## EXERCISE BRIEF
Once the data has been read, print it back in full, exactly.

## EXTRACTED INFORMATION
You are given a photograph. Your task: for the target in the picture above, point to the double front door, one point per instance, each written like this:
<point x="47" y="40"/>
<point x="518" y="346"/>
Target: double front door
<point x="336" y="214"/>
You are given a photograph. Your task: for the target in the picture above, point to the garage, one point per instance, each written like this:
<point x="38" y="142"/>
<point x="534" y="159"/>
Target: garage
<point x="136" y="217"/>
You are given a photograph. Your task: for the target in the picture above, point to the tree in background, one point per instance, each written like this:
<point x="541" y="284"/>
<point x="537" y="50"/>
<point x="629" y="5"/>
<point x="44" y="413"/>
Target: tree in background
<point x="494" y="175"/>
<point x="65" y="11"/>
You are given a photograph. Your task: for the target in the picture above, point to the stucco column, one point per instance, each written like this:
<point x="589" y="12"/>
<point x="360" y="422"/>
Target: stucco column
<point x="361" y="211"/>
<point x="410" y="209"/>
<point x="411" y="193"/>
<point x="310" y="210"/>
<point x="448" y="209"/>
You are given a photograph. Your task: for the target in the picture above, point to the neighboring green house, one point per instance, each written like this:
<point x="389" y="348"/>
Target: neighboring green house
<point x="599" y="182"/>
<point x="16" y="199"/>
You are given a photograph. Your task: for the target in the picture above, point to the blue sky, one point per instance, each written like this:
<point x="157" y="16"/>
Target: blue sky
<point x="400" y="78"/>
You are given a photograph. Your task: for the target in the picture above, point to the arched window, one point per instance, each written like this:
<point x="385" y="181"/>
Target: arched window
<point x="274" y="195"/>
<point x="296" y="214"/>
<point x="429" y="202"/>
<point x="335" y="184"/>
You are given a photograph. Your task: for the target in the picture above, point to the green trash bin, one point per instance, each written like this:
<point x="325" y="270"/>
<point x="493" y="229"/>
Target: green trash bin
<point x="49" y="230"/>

## FINAL ANSWER
You are given a photograph. Your task: for the target in the picture above, point to the double front door, one point per instance, each written like this:
<point x="47" y="40"/>
<point x="518" y="346"/>
Target: double front door
<point x="336" y="214"/>
You are given a photograph. Your task: for the target in the picture above, point to the garage, one point per instance, each written like this:
<point x="38" y="142"/>
<point x="534" y="159"/>
Target: garage
<point x="136" y="217"/>
You are given a photograph. Your task: for the target in the picture above, point to the tree in background, one point per instance, each written like this:
<point x="541" y="284"/>
<point x="537" y="50"/>
<point x="629" y="5"/>
<point x="44" y="413"/>
Target: tree in background
<point x="494" y="175"/>
<point x="65" y="11"/>
You are given a photograph. Your task: for the target in the picture above, point to the stucco column, one point per instance, each written like this:
<point x="589" y="12"/>
<point x="360" y="422"/>
Target: stucco column
<point x="361" y="211"/>
<point x="410" y="209"/>
<point x="411" y="193"/>
<point x="310" y="210"/>
<point x="448" y="209"/>
You are given a photograph. Your task: for the target in the picture above, point to the neighboring green house, one point per instance, each written like this:
<point x="389" y="348"/>
Target: neighboring green house
<point x="599" y="182"/>
<point x="16" y="199"/>
You are given a photograph. Your task: for the target in the picture above, point to the blue sky, one point per instance, each written like this:
<point x="157" y="16"/>
Target: blue sky
<point x="400" y="78"/>
You are given a photograph. Your task: for the target in the picture above, point to the arched window, one point per instance, each written like this:
<point x="385" y="181"/>
Target: arched window
<point x="274" y="195"/>
<point x="296" y="214"/>
<point x="429" y="202"/>
<point x="335" y="184"/>
You are given a photograph. Your task: for the target in the picture above, point to the green trash bin, one point per instance, each written like this:
<point x="325" y="270"/>
<point x="493" y="229"/>
Target: green trash bin
<point x="49" y="230"/>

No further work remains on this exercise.